PASSAGE PROVIDED:
Trump Asks The Fed For An Emergency Rate Cut; What Are The Odds?

Donald Trump’s call for an emergency Fed rate cut faces zero odds as sticky inflation and stagflation risks persist.

The odds are zero. But what about the rest of the year?

Where Is Powell?

Truth Social: Where is the Federal Reserve Chairman, Jerome “Too Late” Powell, today? He should be dropping Interest Rates, IMMEDIATELY, not waiting for the next meeting! President DONALD J. TRUMP

Does Trump realize the Fed meets in 5 days?

There is no basis for a rate cut at all, let alone an emergency cut. Inflation readings are a mess, especially the PCE, and that’s the Fed’s preferred measure.

I see many reports that rates cuts are fully priced out for the year, but that’s not true.

For December, the weighed average projection is 3.45 percent. The current target is 3.50 to 3.75 percent (say 3.62).

TASK 1: In the article on Trump's call for an emergency rate cut, what is the weighted average projection for December?

EXERCISE INPUT:
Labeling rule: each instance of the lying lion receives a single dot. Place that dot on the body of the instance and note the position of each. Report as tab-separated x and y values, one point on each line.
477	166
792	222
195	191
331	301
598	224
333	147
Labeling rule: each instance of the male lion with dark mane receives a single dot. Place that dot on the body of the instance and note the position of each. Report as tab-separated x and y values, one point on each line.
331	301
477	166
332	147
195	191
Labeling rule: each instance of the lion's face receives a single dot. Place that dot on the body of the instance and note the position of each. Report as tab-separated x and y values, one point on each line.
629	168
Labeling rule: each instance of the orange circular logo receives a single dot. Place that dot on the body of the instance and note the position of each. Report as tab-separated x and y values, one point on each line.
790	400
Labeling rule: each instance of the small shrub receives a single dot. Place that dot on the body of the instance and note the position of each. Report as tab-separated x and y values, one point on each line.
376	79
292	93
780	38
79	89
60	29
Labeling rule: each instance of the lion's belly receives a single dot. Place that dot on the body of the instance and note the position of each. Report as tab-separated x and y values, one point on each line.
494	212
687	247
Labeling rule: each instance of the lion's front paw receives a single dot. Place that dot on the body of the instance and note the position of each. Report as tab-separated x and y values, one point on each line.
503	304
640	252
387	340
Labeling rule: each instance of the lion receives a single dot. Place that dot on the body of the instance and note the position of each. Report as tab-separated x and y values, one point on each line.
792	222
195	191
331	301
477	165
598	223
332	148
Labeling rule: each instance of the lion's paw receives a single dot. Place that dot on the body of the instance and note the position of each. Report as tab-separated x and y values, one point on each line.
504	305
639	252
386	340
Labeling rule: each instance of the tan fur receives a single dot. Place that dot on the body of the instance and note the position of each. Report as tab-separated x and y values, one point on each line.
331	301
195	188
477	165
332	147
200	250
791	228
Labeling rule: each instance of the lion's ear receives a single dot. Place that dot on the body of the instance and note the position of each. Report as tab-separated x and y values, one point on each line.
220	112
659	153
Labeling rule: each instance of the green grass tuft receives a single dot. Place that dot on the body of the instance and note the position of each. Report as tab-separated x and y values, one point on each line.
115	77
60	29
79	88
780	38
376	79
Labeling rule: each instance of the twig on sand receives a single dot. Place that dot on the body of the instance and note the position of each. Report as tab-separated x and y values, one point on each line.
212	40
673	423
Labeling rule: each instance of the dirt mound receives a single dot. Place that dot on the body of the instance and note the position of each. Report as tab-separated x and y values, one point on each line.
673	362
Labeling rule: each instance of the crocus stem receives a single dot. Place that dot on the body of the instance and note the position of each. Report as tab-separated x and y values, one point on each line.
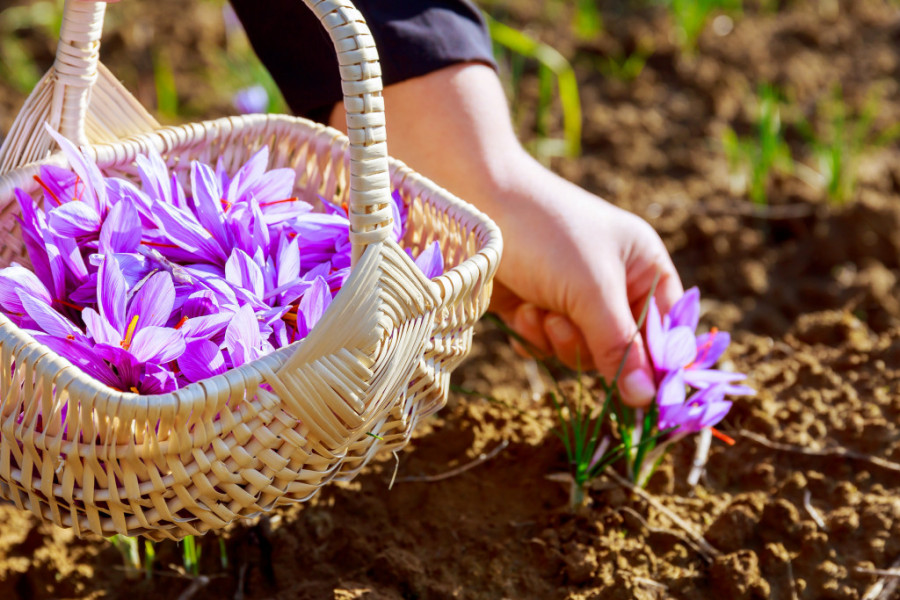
701	455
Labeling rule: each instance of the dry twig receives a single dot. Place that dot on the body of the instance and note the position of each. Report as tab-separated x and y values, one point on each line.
482	458
705	548
663	530
834	451
807	496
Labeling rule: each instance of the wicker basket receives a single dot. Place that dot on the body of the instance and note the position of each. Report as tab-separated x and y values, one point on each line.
273	431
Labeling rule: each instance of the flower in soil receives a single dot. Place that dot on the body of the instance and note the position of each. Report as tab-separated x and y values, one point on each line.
675	348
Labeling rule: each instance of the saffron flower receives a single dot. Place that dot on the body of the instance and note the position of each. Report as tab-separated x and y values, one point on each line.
681	359
150	286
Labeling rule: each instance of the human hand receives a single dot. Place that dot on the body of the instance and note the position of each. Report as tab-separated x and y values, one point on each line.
575	276
576	270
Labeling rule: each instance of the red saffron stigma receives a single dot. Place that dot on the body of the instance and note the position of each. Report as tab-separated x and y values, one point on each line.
48	190
705	348
158	244
78	195
727	439
129	333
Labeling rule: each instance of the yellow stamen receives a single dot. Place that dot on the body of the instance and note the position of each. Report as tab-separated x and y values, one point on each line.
725	438
129	333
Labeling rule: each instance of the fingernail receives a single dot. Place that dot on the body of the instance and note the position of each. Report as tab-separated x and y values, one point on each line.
560	329
531	315
637	388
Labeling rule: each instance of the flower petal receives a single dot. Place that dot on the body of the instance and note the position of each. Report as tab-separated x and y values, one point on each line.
17	279
48	319
94	191
111	292
679	350
242	336
121	230
671	391
201	359
313	305
153	301
655	337
82	356
242	271
157	344
208	202
710	347
99	329
74	219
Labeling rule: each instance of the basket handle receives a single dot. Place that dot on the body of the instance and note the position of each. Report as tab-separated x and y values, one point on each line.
77	60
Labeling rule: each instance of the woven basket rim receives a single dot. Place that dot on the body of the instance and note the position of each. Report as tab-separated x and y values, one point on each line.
171	138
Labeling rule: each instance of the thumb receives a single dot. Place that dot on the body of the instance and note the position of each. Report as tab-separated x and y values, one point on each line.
618	347
635	383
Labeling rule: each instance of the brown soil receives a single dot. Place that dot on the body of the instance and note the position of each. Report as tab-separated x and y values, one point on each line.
809	289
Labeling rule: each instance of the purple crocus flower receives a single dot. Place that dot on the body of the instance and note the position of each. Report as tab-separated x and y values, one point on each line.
149	288
705	408
126	345
681	359
673	346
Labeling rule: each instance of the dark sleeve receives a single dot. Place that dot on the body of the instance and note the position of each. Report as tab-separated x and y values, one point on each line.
414	37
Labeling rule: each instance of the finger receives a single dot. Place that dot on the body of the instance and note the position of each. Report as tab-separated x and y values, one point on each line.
567	342
528	322
614	342
669	289
636	386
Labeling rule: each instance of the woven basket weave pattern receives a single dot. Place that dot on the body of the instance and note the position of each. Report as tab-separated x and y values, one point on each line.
273	431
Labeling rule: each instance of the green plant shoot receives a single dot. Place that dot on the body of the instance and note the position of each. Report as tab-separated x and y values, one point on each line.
839	142
551	64
753	159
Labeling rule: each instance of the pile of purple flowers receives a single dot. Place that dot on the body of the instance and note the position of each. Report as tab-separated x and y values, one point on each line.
682	359
148	288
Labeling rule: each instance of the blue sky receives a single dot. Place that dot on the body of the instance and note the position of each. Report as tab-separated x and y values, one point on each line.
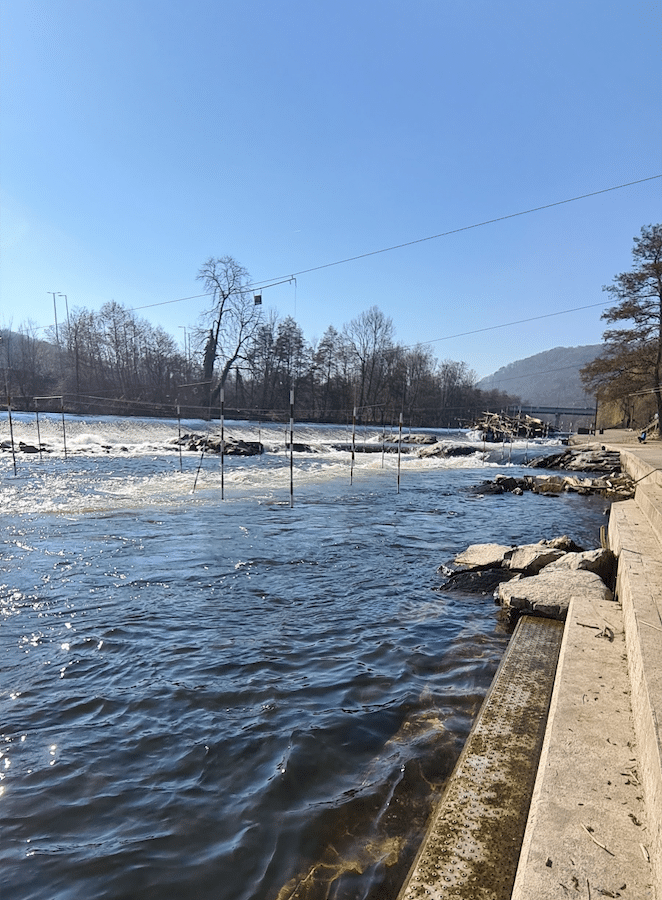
140	137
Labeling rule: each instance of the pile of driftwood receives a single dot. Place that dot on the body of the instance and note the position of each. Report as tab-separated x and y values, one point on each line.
209	444
610	482
498	427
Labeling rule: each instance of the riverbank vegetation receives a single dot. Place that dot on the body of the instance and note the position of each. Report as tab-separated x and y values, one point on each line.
113	361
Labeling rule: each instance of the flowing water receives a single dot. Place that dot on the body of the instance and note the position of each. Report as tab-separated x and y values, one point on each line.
238	698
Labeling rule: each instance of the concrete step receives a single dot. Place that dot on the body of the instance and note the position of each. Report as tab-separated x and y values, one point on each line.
639	590
472	844
587	833
648	496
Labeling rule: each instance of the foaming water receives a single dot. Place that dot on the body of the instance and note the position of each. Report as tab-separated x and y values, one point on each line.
235	698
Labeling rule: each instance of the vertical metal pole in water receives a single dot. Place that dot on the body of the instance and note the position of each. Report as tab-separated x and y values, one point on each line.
179	437
64	430
291	449
36	412
11	433
222	443
351	465
399	451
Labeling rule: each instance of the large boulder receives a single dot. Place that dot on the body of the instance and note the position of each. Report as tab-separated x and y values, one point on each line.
484	556
549	593
601	562
531	558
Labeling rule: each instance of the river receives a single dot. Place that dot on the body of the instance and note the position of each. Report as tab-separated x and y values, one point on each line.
250	697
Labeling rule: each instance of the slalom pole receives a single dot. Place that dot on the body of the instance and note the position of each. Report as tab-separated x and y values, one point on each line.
36	412
399	450
202	456
222	443
64	430
179	436
291	449
351	465
11	433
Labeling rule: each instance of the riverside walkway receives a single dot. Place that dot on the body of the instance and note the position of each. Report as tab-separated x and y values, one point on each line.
593	827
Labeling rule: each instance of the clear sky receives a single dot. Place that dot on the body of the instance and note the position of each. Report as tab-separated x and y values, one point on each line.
140	137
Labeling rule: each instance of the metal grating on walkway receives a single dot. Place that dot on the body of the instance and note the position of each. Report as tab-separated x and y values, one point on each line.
473	842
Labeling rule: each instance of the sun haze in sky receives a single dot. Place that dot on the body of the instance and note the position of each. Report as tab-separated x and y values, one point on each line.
140	137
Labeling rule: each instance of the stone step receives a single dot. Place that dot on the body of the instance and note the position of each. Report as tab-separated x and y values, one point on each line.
648	496
639	590
473	841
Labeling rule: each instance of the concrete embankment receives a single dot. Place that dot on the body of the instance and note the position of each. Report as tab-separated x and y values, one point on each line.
593	819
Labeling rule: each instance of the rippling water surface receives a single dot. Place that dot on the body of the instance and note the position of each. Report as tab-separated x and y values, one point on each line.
233	698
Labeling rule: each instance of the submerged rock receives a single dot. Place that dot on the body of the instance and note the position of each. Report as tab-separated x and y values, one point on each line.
484	556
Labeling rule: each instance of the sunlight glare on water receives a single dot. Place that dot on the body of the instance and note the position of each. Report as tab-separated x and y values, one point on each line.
237	699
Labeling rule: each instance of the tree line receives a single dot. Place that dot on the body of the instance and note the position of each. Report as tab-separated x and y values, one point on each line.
626	375
112	361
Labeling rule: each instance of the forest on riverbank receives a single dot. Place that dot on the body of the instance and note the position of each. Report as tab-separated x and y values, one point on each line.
112	361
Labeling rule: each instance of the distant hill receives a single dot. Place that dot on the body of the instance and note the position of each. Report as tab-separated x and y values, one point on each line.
547	379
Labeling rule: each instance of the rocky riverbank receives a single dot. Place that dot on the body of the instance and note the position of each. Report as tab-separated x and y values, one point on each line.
534	579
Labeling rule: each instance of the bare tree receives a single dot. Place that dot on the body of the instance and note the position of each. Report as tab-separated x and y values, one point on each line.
632	357
370	336
230	321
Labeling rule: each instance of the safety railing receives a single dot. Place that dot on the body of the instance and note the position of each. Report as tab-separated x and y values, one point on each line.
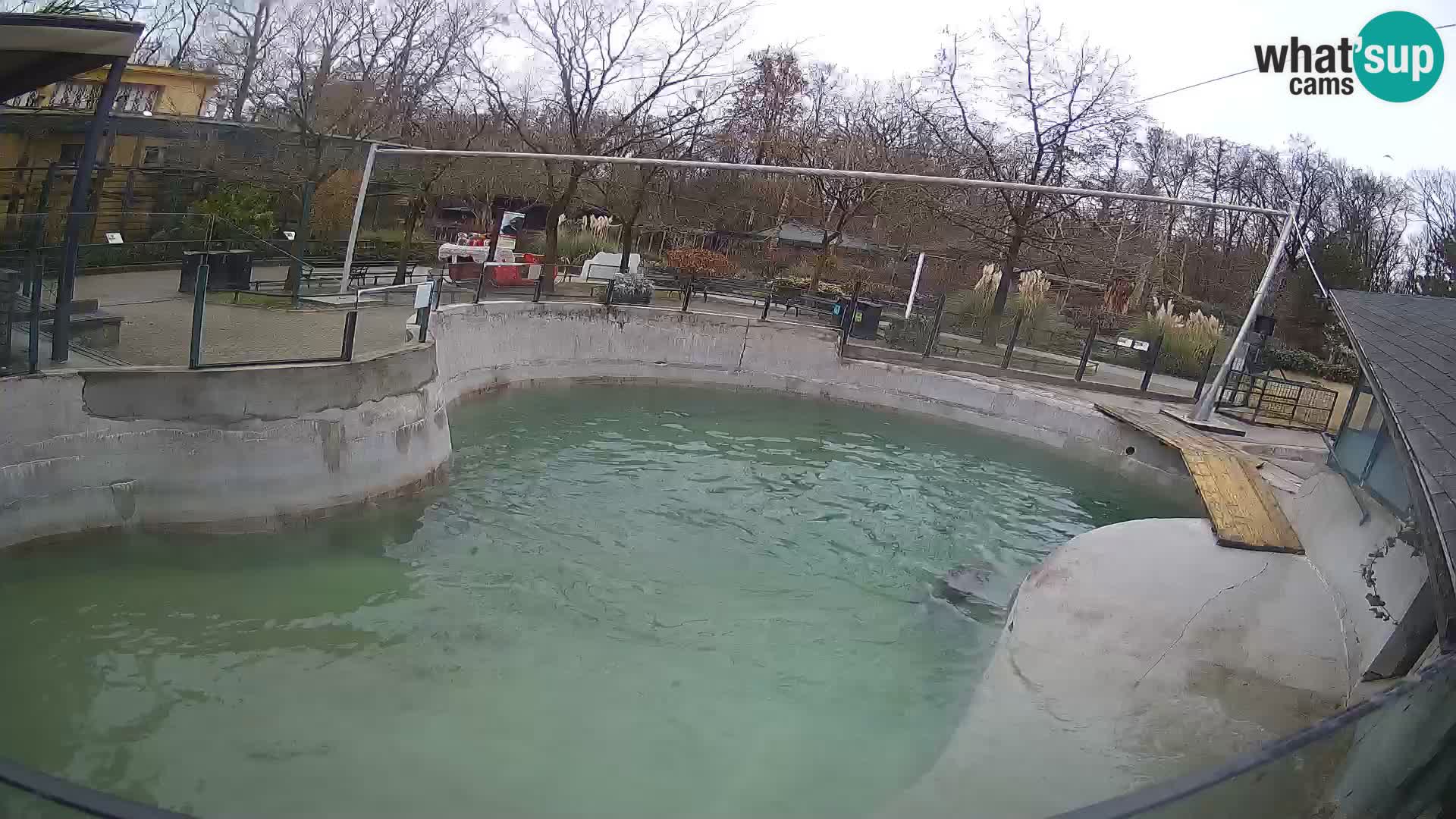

TASK 2: In the records, take the part that opens with the line containing "Labeling rule: each instance of the tree" and closes at the end of the records, and write it out again with "dot" swapped for "mark" and nothing else changed. Leave the pictures out.

ANSWER 1: 3.45 percent.

ANSWER 2:
Labeling rule: each instance of the tree line receives a single mark. Place that mark on the body of the instance and note the position of each. Report as tab-separated x and y values, one point on each line.
626	375
112	361
Labeling rule: each instance of the forest on riverbank receives a single mark. Place that mark on the body of the instance and note the position of each. Report as tab-separated x and y values, one point on each line.
112	361
Labeling rule: each instance of the distant hill receives a single mark. Place that mark on the body of the instance and note the position of each. Report as tab-separated x and y values, one point on each line.
547	379
Labeling rule: each instance of the rocky riverbank receives a single mark. Place that mark on the body of the instance and note the position of each. Report as tab-separated x and y values, one point on each line.
534	579
Labeling rule: each instance of the bare tree receives a single mark. Place that mark on the body of the instance and note the position of each. Report as tab-separated x and y values, one point on each line.
632	357
370	336
230	321
Labeling rule: each instance of the safety railing receives a single mark. Place that mark on the body of the instance and note the position of each. Report as tab-separated x and y values, one point on each line.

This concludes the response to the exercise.